• [Information supplied]:
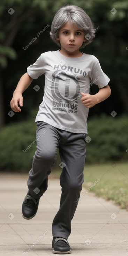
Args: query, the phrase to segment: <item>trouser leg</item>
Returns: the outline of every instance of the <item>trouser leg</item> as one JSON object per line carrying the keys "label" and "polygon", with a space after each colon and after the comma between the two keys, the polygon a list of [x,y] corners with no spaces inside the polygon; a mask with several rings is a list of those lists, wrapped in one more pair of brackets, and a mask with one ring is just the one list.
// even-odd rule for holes
{"label": "trouser leg", "polygon": [[37,150],[27,182],[31,194],[36,199],[40,198],[47,189],[48,176],[55,163],[59,143],[55,129],[43,122],[37,123],[36,140]]}
{"label": "trouser leg", "polygon": [[86,153],[86,135],[67,132],[66,140],[59,146],[60,156],[66,165],[60,177],[62,187],[60,209],[53,220],[54,236],[67,239],[71,232],[71,222],[80,198],[83,182]]}

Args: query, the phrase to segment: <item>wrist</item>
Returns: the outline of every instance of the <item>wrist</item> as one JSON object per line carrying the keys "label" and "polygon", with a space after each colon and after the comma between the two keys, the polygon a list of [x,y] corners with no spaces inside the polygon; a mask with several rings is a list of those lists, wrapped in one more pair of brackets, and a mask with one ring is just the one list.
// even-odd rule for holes
{"label": "wrist", "polygon": [[22,94],[22,92],[20,91],[18,91],[17,90],[15,90],[13,92],[13,95],[14,95],[15,93],[20,93],[20,94]]}
{"label": "wrist", "polygon": [[94,95],[94,96],[95,97],[96,104],[98,104],[98,103],[99,103],[100,102],[100,99],[98,97],[97,94],[98,93],[96,93],[96,94]]}

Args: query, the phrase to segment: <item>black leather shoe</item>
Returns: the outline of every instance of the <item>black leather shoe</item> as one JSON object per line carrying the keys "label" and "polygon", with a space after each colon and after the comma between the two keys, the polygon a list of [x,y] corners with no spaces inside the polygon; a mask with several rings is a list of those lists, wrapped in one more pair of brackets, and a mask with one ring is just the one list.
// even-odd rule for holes
{"label": "black leather shoe", "polygon": [[66,254],[71,253],[69,244],[67,239],[62,237],[53,237],[52,248],[53,248],[53,253]]}
{"label": "black leather shoe", "polygon": [[38,210],[39,199],[35,199],[29,194],[29,190],[24,200],[21,214],[24,219],[30,219],[34,217]]}

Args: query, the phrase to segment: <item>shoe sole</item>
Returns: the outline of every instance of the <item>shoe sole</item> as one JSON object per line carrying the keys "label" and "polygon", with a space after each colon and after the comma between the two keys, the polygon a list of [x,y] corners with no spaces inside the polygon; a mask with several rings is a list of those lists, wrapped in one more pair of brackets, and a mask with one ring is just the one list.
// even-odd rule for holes
{"label": "shoe sole", "polygon": [[71,249],[69,251],[54,251],[54,250],[53,250],[53,253],[56,253],[57,254],[68,254],[71,253]]}
{"label": "shoe sole", "polygon": [[23,212],[22,212],[22,209],[21,209],[21,214],[22,214],[22,217],[23,217],[23,218],[24,218],[24,219],[26,219],[26,220],[30,220],[30,219],[32,219],[32,218],[33,218],[33,217],[34,217],[35,216],[36,214],[36,213],[37,212],[37,210],[38,210],[38,209],[37,209],[37,211],[36,211],[36,212],[35,212],[35,214],[34,214],[34,215],[33,215],[33,216],[32,216],[31,217],[29,217],[29,218],[27,218],[27,217],[25,217],[25,216],[24,216],[24,215],[23,215]]}

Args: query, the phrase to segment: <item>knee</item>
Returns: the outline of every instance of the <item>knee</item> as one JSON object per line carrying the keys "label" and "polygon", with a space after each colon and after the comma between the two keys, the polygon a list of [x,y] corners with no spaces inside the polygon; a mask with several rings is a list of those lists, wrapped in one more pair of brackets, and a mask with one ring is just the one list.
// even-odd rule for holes
{"label": "knee", "polygon": [[73,190],[74,191],[81,191],[82,190],[82,183],[74,182],[72,180],[70,182],[68,182],[66,184],[66,188],[69,190]]}

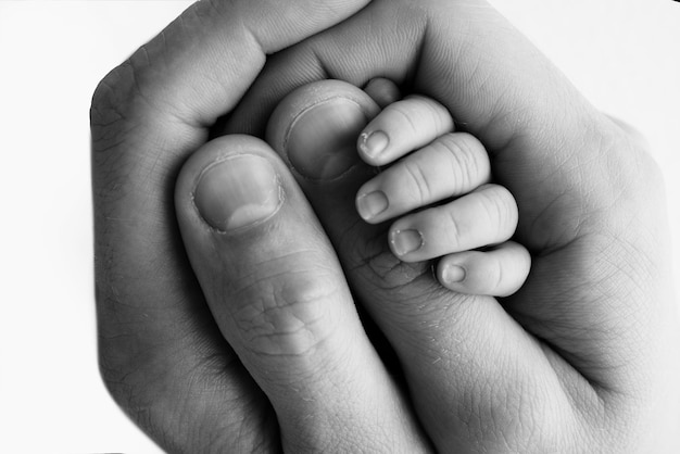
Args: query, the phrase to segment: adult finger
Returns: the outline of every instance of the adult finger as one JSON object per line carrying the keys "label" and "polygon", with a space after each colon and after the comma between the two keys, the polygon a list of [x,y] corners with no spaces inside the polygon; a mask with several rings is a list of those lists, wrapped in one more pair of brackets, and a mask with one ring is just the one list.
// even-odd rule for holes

• [Description of the task]: Please change "phrase to segment" to "term to segment" everywhere in the lines above and keep everything else the same. Leave the pictures out of your answer.

• [Response to the exercise]:
Args: query, the term to segment: <item>trouser leg</item>
Returns: the outline of every instance of the <item>trouser leg</item> as one JSON object per line carrying the keys "label" and "polygon", with a space after each colon and after the comma between the two keys, the polygon a list of [x,y] corners with no spaces inside the polygon; a mask with several rings is a list of those lists, wrapped in one more pair of brackets, and a mask with one ring is just the one list.
// even-odd rule for holes
{"label": "trouser leg", "polygon": [[37,150],[27,182],[31,194],[36,199],[40,198],[47,189],[48,176],[55,163],[59,143],[55,129],[43,122],[37,123],[36,140]]}
{"label": "trouser leg", "polygon": [[86,153],[86,135],[67,132],[66,140],[59,146],[60,156],[66,165],[60,177],[62,187],[60,209],[53,220],[54,236],[67,239],[71,232],[71,222],[80,198],[83,182]]}

Args: query, the term to segment: <item>wrist</item>
Returns: the outline of every instance of the <item>wrist</item> as one JSON object per line carrying the keys "label" and "polygon", with a space after each colon and after the comma between the two keys, the polygon a list of [x,y] corners with no spaces inside the polygon; a mask with several rings is a list of those lists, wrapped in one more pair of brackets, and a mask with one ring is just the one list.
// even-odd rule for holes
{"label": "wrist", "polygon": [[22,94],[22,92],[20,91],[18,91],[17,90],[15,90],[13,92],[13,95],[14,95],[15,93],[20,93],[20,94]]}
{"label": "wrist", "polygon": [[94,95],[94,96],[95,97],[96,104],[98,104],[98,103],[99,103],[100,102],[100,99],[98,97],[97,94],[98,93],[96,93],[96,94]]}

Args: query, the term to segment: <item>black leather shoe</item>
Returns: the outline of every instance of the <item>black leather shoe</item> as one JSON object per line carrying the keys "label" and "polygon", with a space after each colon and after the comma between the two keys, the polygon a list of [x,y] corners with no spaces inside the polygon; a mask with several rings is a list of those lists, wrapped in one more pair of brackets, and a mask with one ring is just the one list.
// even-odd rule for holes
{"label": "black leather shoe", "polygon": [[66,254],[71,253],[69,244],[67,239],[62,237],[53,237],[52,248],[53,248],[53,253]]}
{"label": "black leather shoe", "polygon": [[38,210],[39,199],[35,199],[29,194],[29,190],[24,200],[21,214],[24,219],[30,219],[34,217]]}

Args: query, the term to segment: <item>shoe sole</item>
Returns: the outline of every instance of the <item>shoe sole</item> as one JSON object per line carrying the keys "label" and "polygon", with a space after each colon and after the comma between the two keys, the polygon a list of [x,y] corners with no spaces inside the polygon; a mask with several rings is a list of those lists, wrapped in one more pair of brackets, and a mask with one ring is just the one list.
// even-odd rule for holes
{"label": "shoe sole", "polygon": [[71,249],[69,251],[54,251],[54,250],[53,250],[53,253],[56,253],[57,254],[68,254],[71,253]]}
{"label": "shoe sole", "polygon": [[23,212],[22,212],[22,209],[21,209],[21,214],[22,214],[22,217],[23,217],[23,218],[24,218],[24,219],[26,219],[26,220],[30,220],[30,219],[32,219],[32,218],[33,218],[33,217],[34,217],[35,216],[36,214],[36,213],[37,212],[37,210],[38,210],[38,209],[37,209],[37,211],[36,211],[36,212],[35,212],[35,214],[34,214],[34,215],[33,215],[33,216],[32,216],[31,217],[29,217],[29,218],[27,218],[27,217],[25,217],[25,216],[24,216],[24,215],[23,215]]}

Args: query, the term to segment: <item>knee</item>
Returns: the outline of every instance of the <item>knee</item> as one JSON object per line carrying the keys "label" and "polygon", with a space after each colon and after the comma between the two keys, the polygon a list of [x,y] corners with no spaces inside the polygon; a mask with several rings is a list of those lists, wrapped in one more pair of brackets, and a mask with one ring is just the one list.
// even-odd rule for holes
{"label": "knee", "polygon": [[73,190],[74,191],[81,191],[82,190],[82,183],[74,182],[72,180],[70,182],[68,182],[66,184],[66,188],[69,190]]}

Args: query, the term to segment: adult finger
Returns: the outline of every instance of the adult finger as one JSON object per line carrying the keys "label" and "polygon", with a space after each colon and after the comma between the two keys, the polygon a list of [x,y] corners with no spaces inside the polygon; a mask with several rings is a list of those lists, wrapped in one more pair of brackets, and a mask with one ring is just the one list.
// even-odd rule for holes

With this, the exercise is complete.